- _Problem to work on_
Count how many lines of the records below contain the word "sink". Reply with that number alone.
- - - -
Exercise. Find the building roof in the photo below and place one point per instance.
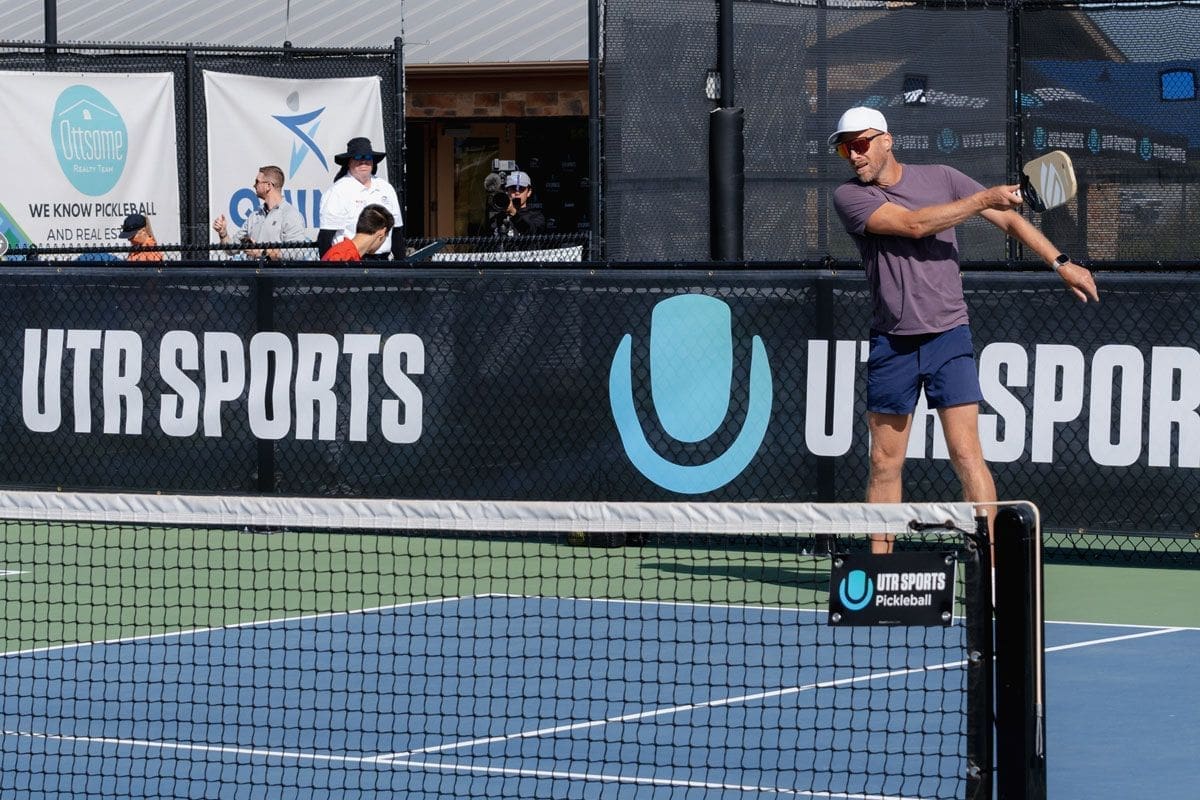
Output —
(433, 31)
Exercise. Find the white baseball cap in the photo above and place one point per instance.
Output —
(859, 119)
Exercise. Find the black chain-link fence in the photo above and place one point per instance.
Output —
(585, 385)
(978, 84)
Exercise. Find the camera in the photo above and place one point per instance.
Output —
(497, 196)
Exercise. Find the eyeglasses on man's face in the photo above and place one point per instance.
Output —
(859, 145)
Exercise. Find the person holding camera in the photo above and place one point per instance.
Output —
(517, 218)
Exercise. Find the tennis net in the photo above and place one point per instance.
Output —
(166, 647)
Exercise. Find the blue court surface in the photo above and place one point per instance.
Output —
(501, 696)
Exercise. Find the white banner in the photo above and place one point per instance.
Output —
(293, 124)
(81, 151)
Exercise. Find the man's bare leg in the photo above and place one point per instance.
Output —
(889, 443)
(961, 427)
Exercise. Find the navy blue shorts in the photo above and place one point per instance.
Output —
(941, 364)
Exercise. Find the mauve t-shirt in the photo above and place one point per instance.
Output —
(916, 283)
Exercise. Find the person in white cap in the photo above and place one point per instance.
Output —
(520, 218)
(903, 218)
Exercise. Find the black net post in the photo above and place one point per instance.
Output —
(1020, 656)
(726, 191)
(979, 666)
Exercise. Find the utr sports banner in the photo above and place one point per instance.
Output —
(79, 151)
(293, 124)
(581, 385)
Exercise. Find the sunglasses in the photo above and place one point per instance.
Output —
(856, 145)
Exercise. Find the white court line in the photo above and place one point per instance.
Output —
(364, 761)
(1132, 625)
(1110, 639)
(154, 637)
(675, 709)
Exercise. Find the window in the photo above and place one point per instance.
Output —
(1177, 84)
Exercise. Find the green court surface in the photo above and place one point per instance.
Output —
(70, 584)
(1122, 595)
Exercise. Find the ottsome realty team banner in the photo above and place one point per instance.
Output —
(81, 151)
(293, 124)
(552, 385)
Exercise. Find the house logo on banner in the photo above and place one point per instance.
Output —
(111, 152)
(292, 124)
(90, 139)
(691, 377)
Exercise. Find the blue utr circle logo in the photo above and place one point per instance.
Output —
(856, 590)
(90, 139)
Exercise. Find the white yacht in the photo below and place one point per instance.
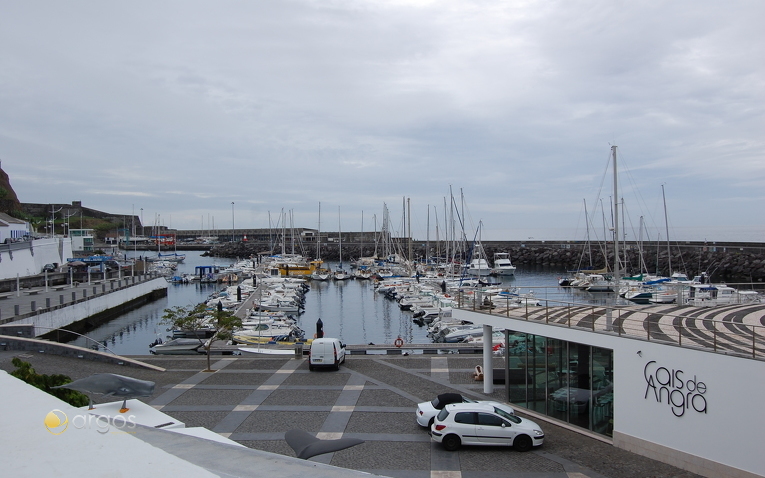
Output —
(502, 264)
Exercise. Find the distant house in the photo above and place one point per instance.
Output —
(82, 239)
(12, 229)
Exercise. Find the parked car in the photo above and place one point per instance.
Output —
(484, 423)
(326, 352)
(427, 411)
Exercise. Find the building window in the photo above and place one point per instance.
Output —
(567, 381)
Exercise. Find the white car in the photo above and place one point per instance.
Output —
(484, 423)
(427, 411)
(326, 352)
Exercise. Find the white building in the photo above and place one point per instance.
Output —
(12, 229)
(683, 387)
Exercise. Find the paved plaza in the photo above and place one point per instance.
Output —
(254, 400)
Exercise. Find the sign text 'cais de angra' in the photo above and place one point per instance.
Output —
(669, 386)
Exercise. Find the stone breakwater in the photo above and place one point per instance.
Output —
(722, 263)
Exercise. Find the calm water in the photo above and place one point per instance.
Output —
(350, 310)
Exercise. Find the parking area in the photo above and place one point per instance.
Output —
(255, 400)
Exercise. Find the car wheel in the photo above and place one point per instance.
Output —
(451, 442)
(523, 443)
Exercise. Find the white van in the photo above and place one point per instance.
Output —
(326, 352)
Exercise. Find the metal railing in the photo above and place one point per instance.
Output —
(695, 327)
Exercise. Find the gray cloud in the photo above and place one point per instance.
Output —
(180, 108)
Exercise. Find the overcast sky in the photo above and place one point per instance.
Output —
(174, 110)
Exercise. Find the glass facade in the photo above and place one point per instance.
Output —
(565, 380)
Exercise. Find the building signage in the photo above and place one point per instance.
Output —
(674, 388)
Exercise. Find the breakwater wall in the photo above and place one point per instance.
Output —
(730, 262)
- - - -
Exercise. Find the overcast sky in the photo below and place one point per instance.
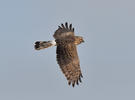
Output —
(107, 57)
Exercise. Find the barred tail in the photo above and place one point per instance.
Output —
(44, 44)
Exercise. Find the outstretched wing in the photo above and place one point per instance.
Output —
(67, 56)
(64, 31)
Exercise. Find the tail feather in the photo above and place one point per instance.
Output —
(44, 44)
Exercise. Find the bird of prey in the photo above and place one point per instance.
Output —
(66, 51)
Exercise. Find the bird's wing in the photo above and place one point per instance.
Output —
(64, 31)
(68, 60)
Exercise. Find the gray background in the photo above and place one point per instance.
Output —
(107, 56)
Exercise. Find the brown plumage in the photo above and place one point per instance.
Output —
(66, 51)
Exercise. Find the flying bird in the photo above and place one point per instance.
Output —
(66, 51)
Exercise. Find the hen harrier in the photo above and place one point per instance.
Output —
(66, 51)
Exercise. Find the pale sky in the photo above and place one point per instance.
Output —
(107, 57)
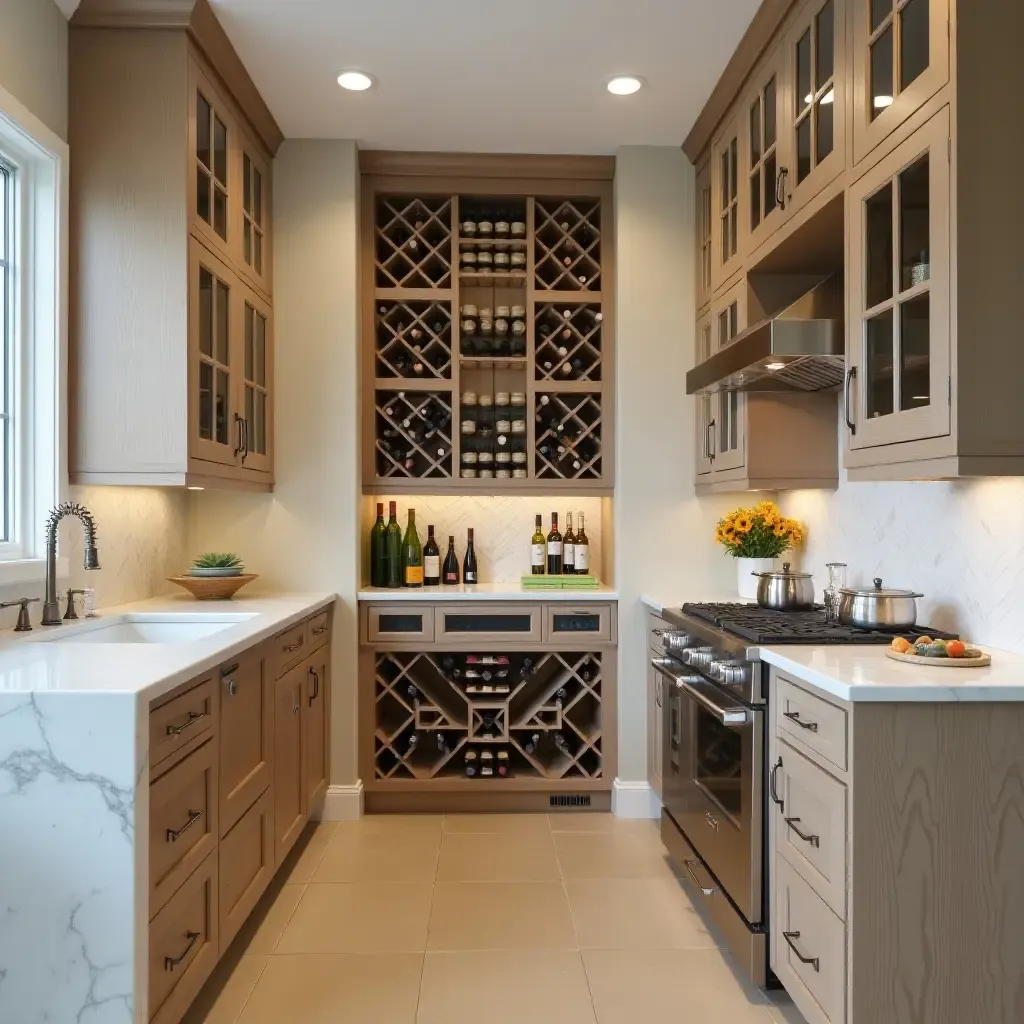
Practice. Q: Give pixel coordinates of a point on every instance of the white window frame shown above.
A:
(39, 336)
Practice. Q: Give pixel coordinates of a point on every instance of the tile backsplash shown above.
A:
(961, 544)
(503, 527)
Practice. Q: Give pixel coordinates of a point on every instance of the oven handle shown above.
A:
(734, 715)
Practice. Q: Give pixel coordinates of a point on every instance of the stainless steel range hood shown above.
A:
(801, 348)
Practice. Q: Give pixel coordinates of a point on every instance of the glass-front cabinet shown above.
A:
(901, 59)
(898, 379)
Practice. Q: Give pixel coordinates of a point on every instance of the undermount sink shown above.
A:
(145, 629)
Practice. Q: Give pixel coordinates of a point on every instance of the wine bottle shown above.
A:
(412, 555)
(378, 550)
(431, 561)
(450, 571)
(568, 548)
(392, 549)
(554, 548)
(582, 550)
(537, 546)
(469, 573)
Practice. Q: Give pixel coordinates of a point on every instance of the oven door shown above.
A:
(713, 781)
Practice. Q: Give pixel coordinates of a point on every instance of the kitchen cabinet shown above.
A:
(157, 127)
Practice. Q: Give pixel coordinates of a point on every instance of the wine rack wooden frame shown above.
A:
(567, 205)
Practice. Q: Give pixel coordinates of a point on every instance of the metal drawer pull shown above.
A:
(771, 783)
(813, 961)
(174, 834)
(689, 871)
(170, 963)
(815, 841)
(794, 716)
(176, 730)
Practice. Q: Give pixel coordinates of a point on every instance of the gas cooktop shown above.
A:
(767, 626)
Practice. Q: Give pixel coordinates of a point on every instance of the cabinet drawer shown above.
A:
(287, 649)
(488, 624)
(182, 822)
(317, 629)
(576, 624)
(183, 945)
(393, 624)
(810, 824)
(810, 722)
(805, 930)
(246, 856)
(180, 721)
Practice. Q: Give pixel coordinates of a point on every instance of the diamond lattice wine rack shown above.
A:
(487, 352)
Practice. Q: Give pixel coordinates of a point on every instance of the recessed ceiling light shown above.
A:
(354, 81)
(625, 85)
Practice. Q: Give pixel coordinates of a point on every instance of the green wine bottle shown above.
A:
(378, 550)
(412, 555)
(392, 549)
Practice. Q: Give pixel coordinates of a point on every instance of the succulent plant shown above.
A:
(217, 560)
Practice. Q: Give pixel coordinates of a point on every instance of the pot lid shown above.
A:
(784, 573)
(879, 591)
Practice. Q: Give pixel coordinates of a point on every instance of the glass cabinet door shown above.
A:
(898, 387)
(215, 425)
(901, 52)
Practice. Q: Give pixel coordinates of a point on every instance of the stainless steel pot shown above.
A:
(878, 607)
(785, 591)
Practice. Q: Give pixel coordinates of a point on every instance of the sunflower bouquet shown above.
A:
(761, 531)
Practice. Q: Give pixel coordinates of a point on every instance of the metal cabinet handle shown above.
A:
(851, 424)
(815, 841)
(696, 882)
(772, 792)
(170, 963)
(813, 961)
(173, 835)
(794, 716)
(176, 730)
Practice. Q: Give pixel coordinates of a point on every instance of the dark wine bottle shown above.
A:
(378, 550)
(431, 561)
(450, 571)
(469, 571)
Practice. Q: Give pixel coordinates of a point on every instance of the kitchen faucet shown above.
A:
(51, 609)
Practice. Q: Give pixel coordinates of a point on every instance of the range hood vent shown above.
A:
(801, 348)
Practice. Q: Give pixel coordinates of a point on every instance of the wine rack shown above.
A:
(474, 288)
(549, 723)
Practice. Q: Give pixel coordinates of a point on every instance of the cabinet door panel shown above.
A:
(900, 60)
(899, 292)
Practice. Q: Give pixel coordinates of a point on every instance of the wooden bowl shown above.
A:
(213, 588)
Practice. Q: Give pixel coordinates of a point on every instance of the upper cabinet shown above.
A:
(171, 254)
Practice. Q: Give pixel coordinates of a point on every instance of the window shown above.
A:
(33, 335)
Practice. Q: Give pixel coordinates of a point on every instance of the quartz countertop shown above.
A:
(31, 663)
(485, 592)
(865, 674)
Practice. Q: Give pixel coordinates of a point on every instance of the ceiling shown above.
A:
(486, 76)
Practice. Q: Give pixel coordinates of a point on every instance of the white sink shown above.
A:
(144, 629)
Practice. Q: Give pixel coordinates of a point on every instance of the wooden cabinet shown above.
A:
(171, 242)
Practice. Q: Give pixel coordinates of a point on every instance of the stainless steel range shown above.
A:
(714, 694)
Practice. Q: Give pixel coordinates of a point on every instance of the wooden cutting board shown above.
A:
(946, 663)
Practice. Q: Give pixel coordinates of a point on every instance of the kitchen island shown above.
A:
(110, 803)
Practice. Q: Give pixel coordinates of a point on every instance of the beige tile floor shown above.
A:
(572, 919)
- - - -
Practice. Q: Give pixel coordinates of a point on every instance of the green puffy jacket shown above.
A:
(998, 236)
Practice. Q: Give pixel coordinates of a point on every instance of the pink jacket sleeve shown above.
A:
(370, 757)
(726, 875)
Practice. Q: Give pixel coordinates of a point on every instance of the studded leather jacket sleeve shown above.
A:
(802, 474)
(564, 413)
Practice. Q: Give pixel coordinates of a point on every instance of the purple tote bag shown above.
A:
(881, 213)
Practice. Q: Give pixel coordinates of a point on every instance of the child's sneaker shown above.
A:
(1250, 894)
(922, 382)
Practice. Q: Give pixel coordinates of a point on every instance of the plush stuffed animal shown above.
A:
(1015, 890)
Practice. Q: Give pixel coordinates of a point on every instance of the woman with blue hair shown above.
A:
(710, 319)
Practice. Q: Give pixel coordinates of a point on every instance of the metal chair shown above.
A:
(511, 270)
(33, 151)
- - - -
- _Full response_
2